▸ **Reading passage**:

MANAGING A MACHINE LEARNING PROCESS

Technical Field

The present disclosure relates to a computer-implemented method for managing a machine learning (ML) process. The present disclosure also relates to an orchestrator node, a system, and a computer program product.

Background

Cyber-physical systems (CPSs) are engineered systems that integrate computation and communication with physical processes. CPSs have been implemented in many applications, such as smart grid applications and factory automation.

Within CPSs, the continuous interactions with the physical world put strict reliability requirements on the underlying communication system. The communication reliability requirements for CPS control are defined in the Third Generation Partnership Project (3GPP) Technical Specification (TS) 22.104. Failing to fulfil the communication reliability requirements may result in faulty system behaviours, cause economic losses, or even put users of the CPS in danger. The fifth generation (5G) of wireless networks and its extensions have the capability to satisfy the stringent communication requirements of a CPS using ultra-reliable low-latency communication (URLLC).

Machine Learning (ML) and Artificial Intelligence (Al) processes have been deployed in many networks that use URLLC, including CPSs. Distributed ML processes, such as federated learning or split learning, are examples of such ML and Al processes. In distributed ML processes, a set of devices communicate their local parameters to an orchestrating server, or a set of orchestrating servers on an uplink channel. The orchestrating server, or a set of servers may be referred to as an ‘orchestrator’ or as a ‘network orchestrator node’. Following the receipt of the local parameters, the orchestrator maintains a global parameter, and shares this global parameter, with the set of devices on a downlink channel. A problem with distributed ML processes is that a large portion of the uplink messages sent from the devices to the orchestrator are redundant. Many of these messages contain almost no new useful information of the device’s local parameters, since this information can be retrieved from previously communicated messages from a given device, as well as from previously communicated messages from other devices. This can lead to network congestion, reduced throughput, poor latency and unnecessary energy expenditure.

There are some existing techniques that aim to eliminate redundant communications based on gradient information of the distributed ML process. However, these existing techniques are only valid for a distributed gradient descent class of algorithms. Thus, the existing techniques are not applicable in most practical scenarios, which use minibatch gradients or use other classes of algorithms, such as federated learning.

Summary

It is thus an object of the present disclosure to obviate or eliminate at least some of the above-described disadvantages associated with existing techniques.

Therefore, according to a first aspect of the present disclosure, there is provided a computer-implemented method for managing a machine learning (ML) process. The method comprises: obtaining an indication of a performance of the ML process resulting from application of a first policy to an environment comprising wireless devices, wherein the first policy is for selecting a first set of the wireless devices to participate in the ML process; obtaining an indication of one or more ultra reliable low latency communication (URLLC) requirements for URLLC of the wireless devices; and generating a second policy for selecting a second set of the wireless devices to participate in the ML process, wherein the second policy is generated based on the indication of the performance of the ML process and the indication of the one or more URLLC requirements.

▸ **Extracted data**:
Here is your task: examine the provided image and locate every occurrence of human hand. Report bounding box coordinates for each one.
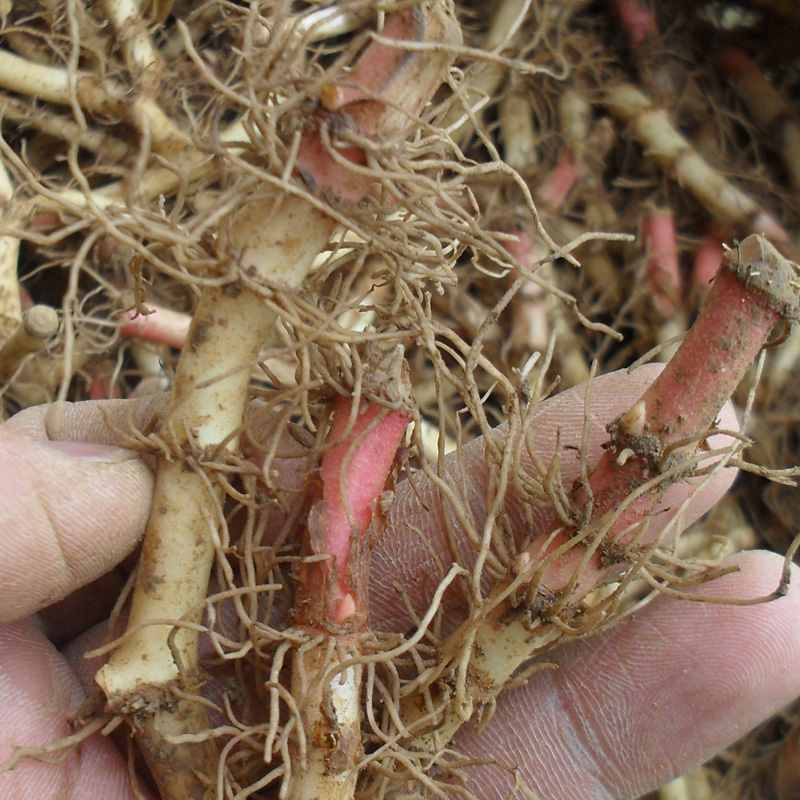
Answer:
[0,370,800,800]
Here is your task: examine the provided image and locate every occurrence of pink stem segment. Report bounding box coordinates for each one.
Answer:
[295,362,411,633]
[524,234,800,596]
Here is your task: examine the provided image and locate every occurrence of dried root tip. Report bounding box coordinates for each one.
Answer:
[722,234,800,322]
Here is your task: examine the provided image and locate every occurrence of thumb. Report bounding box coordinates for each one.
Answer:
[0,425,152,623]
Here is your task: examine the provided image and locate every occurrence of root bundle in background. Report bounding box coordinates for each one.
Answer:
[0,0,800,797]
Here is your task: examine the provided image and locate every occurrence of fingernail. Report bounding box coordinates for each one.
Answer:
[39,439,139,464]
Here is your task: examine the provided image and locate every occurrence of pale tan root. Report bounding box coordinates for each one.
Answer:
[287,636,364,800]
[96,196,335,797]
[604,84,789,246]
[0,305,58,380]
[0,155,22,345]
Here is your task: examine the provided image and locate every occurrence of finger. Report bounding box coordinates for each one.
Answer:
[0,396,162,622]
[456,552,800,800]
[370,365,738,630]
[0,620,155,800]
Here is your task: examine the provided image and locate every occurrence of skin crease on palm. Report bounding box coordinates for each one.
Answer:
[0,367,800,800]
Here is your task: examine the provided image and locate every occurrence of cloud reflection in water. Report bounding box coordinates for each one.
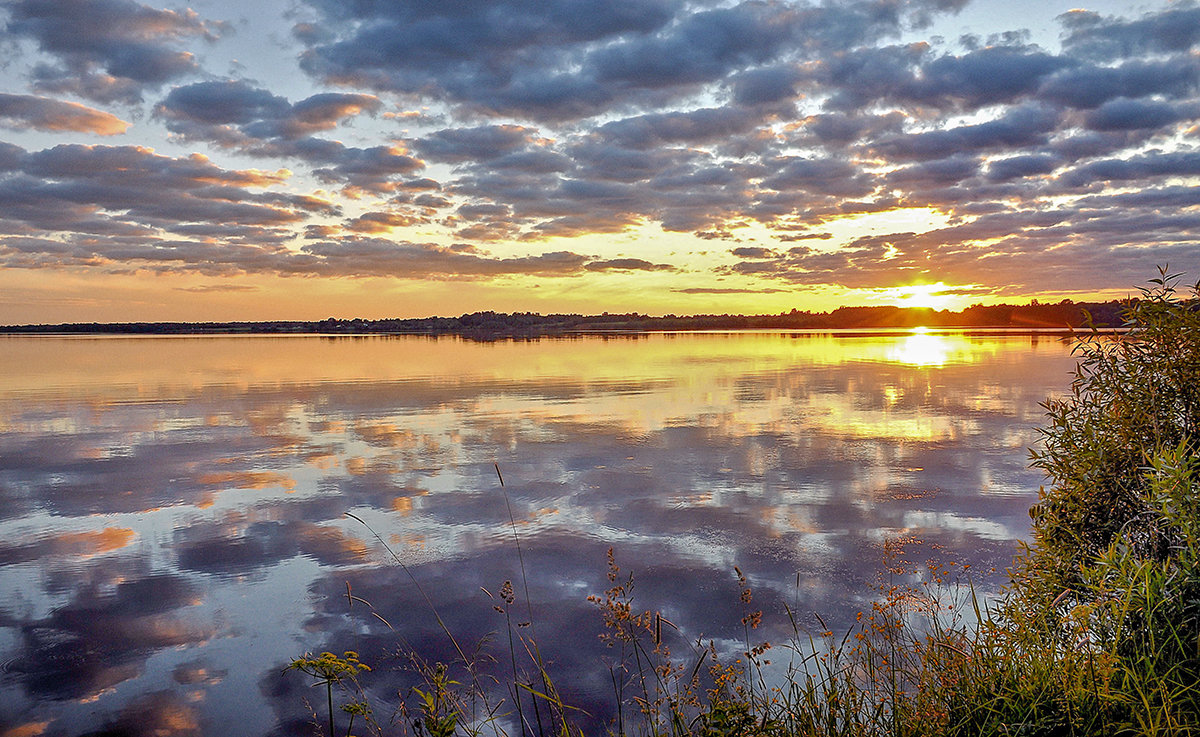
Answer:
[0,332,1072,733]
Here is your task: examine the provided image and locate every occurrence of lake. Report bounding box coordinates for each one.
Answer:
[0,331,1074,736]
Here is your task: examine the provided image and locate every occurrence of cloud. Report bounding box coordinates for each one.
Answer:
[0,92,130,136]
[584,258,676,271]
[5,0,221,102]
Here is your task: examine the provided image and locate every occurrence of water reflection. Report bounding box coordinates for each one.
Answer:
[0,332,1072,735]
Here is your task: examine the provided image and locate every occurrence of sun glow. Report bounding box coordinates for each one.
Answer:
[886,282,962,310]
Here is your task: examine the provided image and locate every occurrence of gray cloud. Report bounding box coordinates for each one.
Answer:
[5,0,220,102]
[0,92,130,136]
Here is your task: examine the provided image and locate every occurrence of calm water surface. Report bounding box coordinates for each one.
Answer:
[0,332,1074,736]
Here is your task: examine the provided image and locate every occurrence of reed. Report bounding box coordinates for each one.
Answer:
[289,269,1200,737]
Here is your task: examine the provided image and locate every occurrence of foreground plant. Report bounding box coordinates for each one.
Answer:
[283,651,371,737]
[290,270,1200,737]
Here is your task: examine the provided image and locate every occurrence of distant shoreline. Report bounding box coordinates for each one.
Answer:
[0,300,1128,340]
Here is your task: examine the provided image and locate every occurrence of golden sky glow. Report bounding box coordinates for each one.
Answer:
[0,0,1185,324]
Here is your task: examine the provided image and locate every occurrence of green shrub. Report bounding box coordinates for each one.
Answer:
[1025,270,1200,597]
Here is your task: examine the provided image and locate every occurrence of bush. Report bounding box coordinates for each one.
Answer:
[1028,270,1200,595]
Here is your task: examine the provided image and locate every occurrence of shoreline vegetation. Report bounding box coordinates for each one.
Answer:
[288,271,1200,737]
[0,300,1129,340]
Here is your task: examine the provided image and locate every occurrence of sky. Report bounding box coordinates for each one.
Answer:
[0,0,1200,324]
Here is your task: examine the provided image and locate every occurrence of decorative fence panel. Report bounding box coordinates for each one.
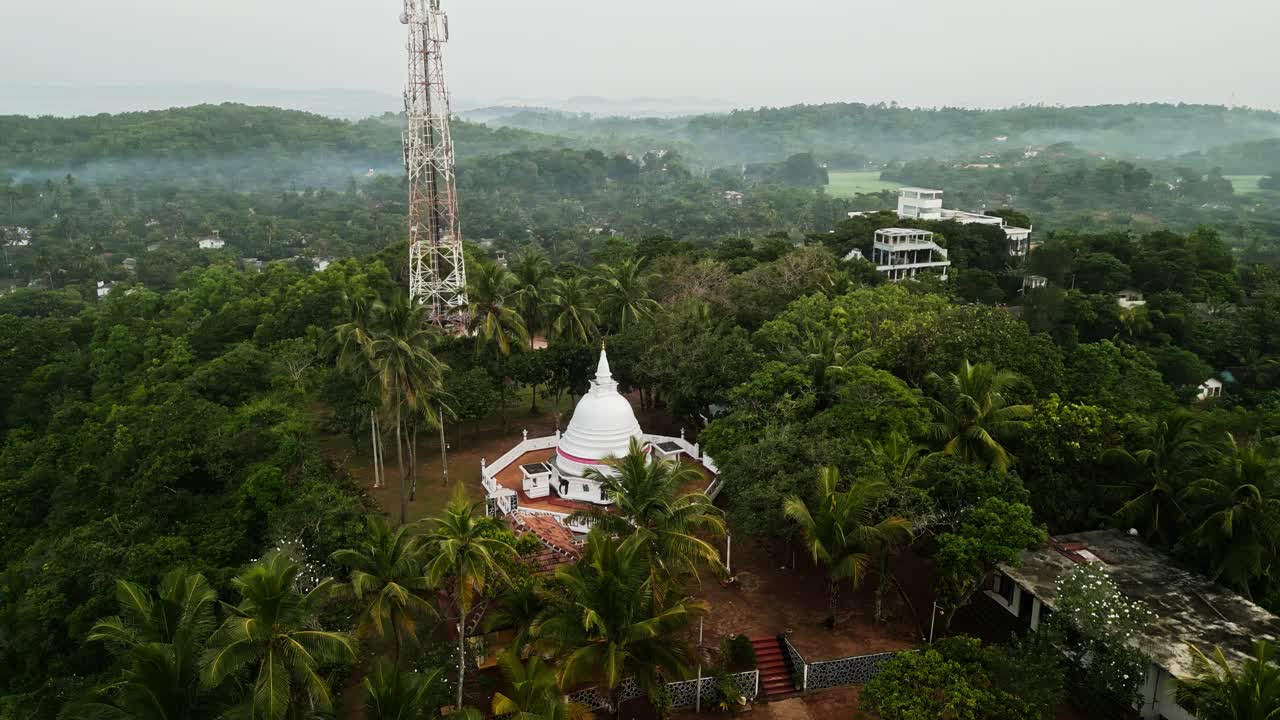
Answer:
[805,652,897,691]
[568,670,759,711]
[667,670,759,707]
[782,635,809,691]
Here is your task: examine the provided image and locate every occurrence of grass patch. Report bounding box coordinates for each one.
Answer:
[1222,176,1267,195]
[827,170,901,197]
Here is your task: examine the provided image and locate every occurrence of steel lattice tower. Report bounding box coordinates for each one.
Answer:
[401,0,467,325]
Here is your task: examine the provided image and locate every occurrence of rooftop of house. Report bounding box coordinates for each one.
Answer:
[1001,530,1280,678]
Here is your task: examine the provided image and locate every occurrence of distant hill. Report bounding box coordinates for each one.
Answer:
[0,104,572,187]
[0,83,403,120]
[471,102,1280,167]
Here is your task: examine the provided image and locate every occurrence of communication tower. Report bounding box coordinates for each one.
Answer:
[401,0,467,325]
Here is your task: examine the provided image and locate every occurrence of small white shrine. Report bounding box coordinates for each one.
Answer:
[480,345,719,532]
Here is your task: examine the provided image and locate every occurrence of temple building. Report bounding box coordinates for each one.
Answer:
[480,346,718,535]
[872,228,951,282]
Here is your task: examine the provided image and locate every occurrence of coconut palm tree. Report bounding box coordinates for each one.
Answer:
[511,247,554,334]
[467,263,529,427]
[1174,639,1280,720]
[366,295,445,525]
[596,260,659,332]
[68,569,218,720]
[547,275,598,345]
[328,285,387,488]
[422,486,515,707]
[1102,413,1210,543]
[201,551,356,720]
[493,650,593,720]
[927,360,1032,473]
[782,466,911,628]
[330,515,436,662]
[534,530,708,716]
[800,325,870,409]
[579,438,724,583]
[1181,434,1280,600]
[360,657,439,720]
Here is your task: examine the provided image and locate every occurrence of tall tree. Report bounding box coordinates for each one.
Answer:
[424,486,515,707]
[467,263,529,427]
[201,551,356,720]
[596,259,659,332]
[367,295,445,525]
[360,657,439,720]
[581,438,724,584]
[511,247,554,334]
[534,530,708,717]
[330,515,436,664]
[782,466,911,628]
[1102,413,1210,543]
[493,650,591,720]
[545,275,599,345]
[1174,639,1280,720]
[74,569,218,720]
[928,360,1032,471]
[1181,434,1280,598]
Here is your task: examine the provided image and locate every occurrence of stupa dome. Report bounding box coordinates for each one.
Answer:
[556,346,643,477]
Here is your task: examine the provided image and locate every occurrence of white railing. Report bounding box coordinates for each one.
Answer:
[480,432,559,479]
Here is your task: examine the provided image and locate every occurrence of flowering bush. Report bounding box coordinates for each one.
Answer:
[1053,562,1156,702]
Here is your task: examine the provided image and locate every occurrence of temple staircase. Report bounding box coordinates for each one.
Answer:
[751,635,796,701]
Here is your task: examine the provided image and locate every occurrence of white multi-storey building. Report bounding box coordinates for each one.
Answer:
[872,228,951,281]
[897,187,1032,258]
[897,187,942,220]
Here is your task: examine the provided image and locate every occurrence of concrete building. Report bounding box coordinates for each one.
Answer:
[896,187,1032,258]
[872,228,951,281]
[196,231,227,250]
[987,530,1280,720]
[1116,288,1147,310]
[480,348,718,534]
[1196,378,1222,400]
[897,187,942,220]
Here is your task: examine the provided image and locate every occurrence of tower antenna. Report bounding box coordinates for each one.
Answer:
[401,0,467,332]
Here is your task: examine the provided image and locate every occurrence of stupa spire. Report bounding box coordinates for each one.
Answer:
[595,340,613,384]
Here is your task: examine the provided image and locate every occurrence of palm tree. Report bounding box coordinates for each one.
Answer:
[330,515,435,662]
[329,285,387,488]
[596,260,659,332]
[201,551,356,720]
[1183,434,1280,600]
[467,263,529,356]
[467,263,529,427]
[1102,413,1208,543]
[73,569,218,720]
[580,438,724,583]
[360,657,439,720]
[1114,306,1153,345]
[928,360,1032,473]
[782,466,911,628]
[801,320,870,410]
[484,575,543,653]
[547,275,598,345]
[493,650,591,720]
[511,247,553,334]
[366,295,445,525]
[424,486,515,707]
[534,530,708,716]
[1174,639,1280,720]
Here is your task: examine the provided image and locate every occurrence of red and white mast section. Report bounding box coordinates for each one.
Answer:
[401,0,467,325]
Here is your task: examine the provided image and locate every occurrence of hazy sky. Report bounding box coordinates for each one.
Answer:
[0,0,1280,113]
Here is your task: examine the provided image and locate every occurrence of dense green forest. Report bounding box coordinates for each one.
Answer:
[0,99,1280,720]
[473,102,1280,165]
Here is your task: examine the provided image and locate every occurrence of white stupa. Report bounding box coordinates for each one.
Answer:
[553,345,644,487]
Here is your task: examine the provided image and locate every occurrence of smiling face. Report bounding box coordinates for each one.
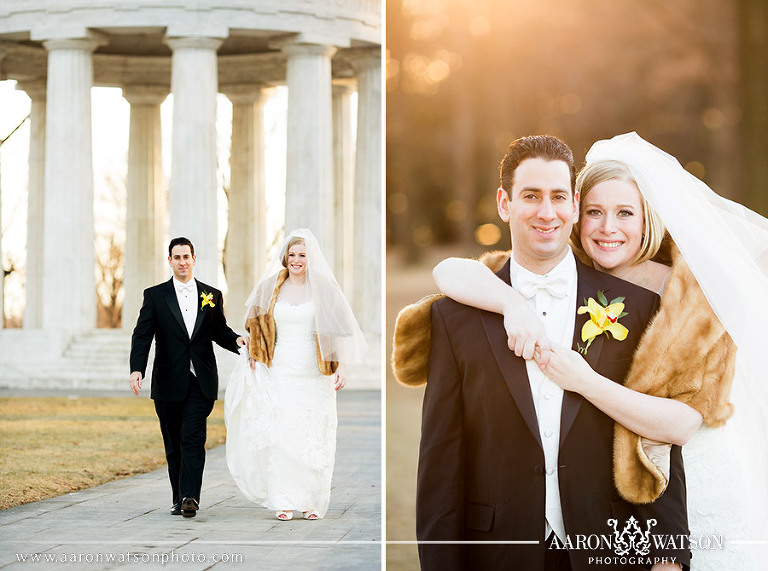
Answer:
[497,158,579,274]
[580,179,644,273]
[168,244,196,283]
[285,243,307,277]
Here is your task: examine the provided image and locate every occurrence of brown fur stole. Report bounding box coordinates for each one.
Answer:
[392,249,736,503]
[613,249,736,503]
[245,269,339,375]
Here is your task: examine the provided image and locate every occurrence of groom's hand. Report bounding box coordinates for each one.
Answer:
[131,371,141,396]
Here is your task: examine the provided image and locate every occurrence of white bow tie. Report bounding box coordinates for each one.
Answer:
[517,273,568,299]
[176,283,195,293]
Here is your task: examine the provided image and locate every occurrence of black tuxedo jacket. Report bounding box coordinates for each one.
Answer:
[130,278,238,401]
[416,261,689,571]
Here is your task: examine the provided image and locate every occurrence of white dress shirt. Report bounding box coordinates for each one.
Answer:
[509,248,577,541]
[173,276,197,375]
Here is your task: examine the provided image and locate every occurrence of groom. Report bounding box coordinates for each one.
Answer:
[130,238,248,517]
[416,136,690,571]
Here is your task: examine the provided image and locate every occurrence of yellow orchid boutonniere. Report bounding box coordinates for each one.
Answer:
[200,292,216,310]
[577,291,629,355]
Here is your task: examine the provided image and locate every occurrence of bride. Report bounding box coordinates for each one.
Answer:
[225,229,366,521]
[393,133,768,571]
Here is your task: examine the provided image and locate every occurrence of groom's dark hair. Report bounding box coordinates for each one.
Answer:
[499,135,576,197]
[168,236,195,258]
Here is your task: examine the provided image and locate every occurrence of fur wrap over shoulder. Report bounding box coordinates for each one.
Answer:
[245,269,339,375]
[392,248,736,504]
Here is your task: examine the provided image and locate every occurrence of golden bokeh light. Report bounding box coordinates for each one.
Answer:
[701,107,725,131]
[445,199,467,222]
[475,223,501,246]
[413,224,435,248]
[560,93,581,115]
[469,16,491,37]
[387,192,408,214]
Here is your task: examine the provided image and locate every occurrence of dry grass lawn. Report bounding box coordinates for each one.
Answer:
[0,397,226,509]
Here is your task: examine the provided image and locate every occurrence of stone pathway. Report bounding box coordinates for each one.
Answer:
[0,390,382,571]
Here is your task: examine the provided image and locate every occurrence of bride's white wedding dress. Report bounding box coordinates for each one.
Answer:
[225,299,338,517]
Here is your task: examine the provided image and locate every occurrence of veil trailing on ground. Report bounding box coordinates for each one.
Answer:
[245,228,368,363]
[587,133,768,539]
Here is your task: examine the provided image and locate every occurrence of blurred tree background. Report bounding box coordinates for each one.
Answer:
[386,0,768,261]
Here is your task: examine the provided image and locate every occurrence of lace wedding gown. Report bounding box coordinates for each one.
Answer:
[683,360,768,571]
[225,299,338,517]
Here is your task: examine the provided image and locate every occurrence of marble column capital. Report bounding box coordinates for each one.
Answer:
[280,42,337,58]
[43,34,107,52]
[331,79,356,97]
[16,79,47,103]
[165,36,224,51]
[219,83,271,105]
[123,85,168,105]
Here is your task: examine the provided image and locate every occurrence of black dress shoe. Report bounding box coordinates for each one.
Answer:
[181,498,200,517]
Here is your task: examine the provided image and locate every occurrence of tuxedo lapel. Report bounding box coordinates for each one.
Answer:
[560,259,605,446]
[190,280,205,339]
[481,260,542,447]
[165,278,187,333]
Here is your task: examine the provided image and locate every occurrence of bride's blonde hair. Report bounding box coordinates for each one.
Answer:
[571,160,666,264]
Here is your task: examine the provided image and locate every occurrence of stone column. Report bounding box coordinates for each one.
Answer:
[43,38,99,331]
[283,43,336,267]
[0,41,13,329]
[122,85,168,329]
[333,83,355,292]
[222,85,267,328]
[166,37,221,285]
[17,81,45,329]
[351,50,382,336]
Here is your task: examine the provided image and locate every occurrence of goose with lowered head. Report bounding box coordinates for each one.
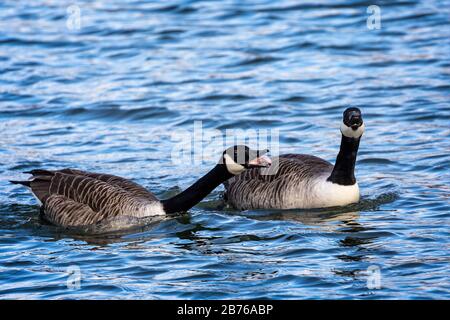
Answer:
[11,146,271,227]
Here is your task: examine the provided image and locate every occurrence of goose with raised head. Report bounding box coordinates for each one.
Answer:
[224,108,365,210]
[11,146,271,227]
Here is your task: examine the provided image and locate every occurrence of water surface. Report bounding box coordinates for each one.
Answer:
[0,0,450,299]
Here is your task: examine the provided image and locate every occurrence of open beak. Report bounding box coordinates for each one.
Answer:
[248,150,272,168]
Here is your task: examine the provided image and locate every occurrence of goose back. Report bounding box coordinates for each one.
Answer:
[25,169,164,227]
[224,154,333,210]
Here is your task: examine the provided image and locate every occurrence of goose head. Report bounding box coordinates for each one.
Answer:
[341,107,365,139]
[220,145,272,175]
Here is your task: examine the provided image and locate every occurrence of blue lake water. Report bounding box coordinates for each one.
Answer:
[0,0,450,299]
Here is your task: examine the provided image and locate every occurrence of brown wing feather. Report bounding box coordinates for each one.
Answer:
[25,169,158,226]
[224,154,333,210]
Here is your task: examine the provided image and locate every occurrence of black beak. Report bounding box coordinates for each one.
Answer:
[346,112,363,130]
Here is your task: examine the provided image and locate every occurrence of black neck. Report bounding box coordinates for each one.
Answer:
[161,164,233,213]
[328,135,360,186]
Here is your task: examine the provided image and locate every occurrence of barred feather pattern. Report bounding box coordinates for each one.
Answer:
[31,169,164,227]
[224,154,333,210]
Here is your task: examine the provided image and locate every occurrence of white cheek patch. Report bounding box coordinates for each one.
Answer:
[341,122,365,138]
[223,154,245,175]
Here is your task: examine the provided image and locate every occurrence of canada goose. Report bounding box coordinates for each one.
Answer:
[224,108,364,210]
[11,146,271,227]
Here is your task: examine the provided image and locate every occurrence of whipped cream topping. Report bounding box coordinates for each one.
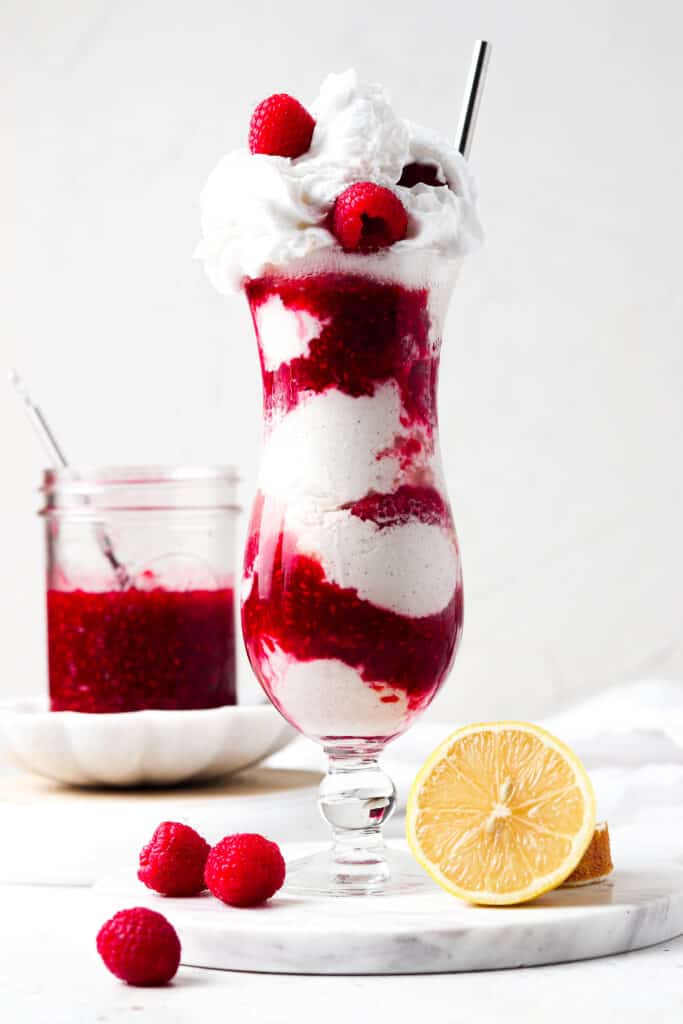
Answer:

▸ **Exercise goal**:
In the disclosure on managing a machine learning process, which 3GPP document defines the communication reliability requirements for CPS control? Please name it.

▸ **Finished task**:
Technical Specification (TS) 22.104